What to produce: Please reproduce the rows below verbatim, starting at the line with "[pin] loudspeaker horn -- one per line" and continuing through the final row, with both ends included. Leave the pictures out of your answer.

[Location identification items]
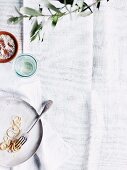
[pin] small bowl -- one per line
(25, 65)
(16, 47)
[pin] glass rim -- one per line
(27, 55)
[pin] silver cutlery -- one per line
(22, 139)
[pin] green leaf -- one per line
(18, 11)
(85, 6)
(14, 20)
(36, 28)
(68, 2)
(56, 17)
(54, 20)
(30, 12)
(98, 5)
(50, 6)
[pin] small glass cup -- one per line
(25, 65)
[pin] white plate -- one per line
(10, 107)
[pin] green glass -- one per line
(25, 65)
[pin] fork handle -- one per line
(46, 106)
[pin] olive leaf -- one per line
(85, 6)
(35, 31)
(30, 12)
(50, 6)
(14, 20)
(98, 5)
(56, 17)
(18, 11)
(68, 2)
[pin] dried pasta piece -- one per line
(12, 133)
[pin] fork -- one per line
(22, 139)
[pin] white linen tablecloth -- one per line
(82, 68)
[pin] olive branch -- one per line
(49, 12)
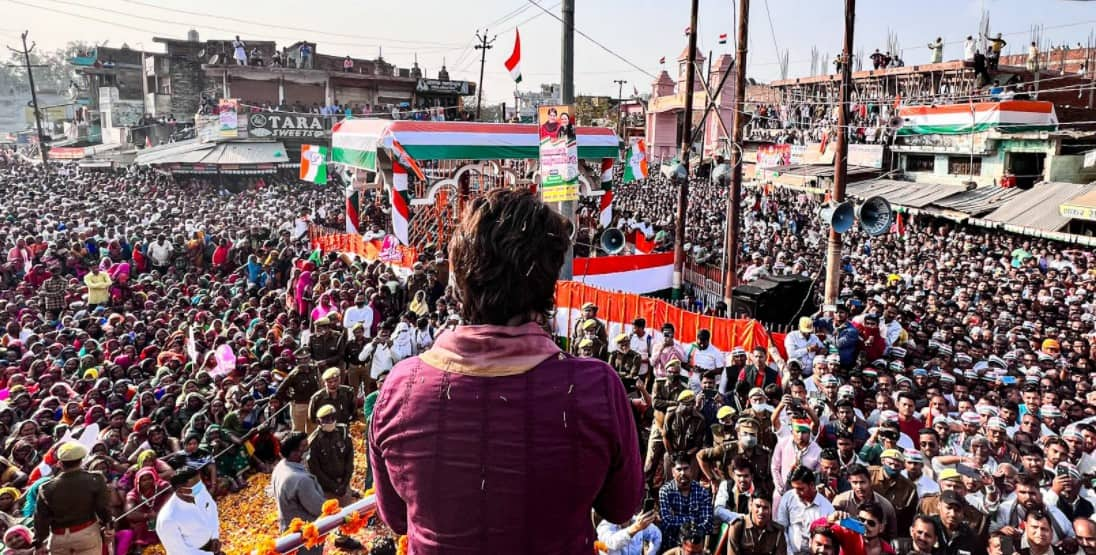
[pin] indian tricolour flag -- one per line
(635, 167)
(314, 163)
(1006, 116)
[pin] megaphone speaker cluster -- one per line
(838, 216)
(613, 240)
(875, 214)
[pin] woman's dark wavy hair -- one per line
(506, 253)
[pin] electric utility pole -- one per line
(567, 98)
(620, 83)
(841, 158)
(34, 99)
(734, 195)
(482, 46)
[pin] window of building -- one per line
(962, 166)
(920, 162)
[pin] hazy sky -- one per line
(640, 31)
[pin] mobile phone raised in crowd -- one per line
(970, 472)
(853, 524)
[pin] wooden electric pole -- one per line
(43, 148)
(734, 195)
(482, 46)
(686, 150)
(841, 158)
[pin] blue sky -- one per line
(640, 31)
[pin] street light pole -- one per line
(620, 83)
(685, 153)
(841, 158)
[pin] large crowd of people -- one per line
(164, 338)
(155, 326)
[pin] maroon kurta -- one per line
(494, 441)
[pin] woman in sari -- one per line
(143, 503)
(232, 463)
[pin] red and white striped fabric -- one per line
(401, 210)
(636, 273)
(605, 218)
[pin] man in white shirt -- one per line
(703, 358)
(361, 313)
(799, 507)
(379, 353)
(160, 251)
(641, 342)
(629, 540)
(187, 524)
(803, 344)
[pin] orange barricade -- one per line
(624, 307)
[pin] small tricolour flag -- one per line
(353, 215)
(314, 163)
(605, 217)
(401, 204)
(514, 61)
(635, 167)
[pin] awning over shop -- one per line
(355, 142)
(1038, 207)
(903, 193)
(977, 202)
(232, 154)
(1082, 206)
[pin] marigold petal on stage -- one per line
(330, 507)
(311, 535)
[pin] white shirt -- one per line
(184, 528)
(160, 253)
(796, 518)
(619, 542)
(925, 485)
(355, 315)
(642, 346)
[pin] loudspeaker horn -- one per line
(838, 216)
(613, 240)
(876, 215)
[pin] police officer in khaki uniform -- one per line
(298, 388)
(335, 395)
(72, 517)
(590, 314)
(888, 482)
(624, 360)
(714, 461)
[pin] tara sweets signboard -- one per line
(559, 154)
(275, 125)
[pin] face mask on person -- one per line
(748, 440)
(197, 488)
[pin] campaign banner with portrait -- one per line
(559, 154)
(227, 119)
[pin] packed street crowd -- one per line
(946, 406)
(163, 339)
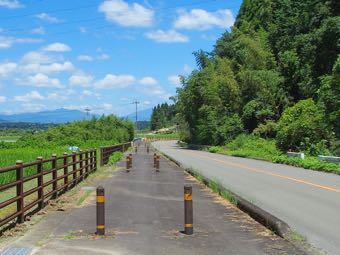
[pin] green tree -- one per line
(301, 124)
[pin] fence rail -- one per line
(36, 182)
(107, 151)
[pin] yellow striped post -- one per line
(188, 211)
(100, 211)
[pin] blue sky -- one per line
(102, 54)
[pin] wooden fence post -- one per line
(20, 191)
(74, 168)
(101, 156)
(40, 182)
(81, 165)
(95, 159)
(54, 176)
(66, 170)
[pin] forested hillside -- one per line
(163, 115)
(276, 74)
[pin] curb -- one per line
(271, 222)
(278, 226)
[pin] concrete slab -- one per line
(144, 215)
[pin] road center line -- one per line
(267, 173)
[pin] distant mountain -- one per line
(55, 116)
(144, 115)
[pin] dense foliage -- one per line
(275, 74)
(162, 116)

Expected answer:
[pin] loudspeaker horn -- one per line
(838, 216)
(613, 240)
(876, 215)
[pin] police officer in khaki uniform -- one per line
(298, 388)
(335, 395)
(72, 517)
(590, 314)
(888, 482)
(624, 360)
(714, 461)
[pin] tara sweets signboard -- one per line
(559, 154)
(275, 125)
[pin] face mask on person -- one per line
(748, 440)
(197, 488)
[pin] campaign banner with portrait -- one per line
(559, 154)
(227, 119)
[pin] packed street crowd -- one per line
(946, 406)
(163, 339)
[pin] green tree -- one per line
(301, 124)
[pin] fence rail -- one per line
(36, 182)
(107, 151)
[pin] yellow striped post -- one per line
(188, 211)
(100, 211)
[pin] blue sky -- one per line
(102, 54)
[pin] wooden fence post -- one per line
(20, 191)
(74, 168)
(101, 156)
(40, 182)
(81, 165)
(95, 159)
(54, 176)
(66, 170)
[pin] forested hillside -- one per line
(163, 115)
(276, 74)
[pin] curb -- one per line
(271, 222)
(278, 226)
[pin] concrete slab -- one per line
(144, 215)
[pin] road center line -- one per line
(267, 173)
[pin] distant mountain -- one per line
(55, 116)
(144, 115)
[pin] dense foliage -- one per line
(275, 74)
(162, 116)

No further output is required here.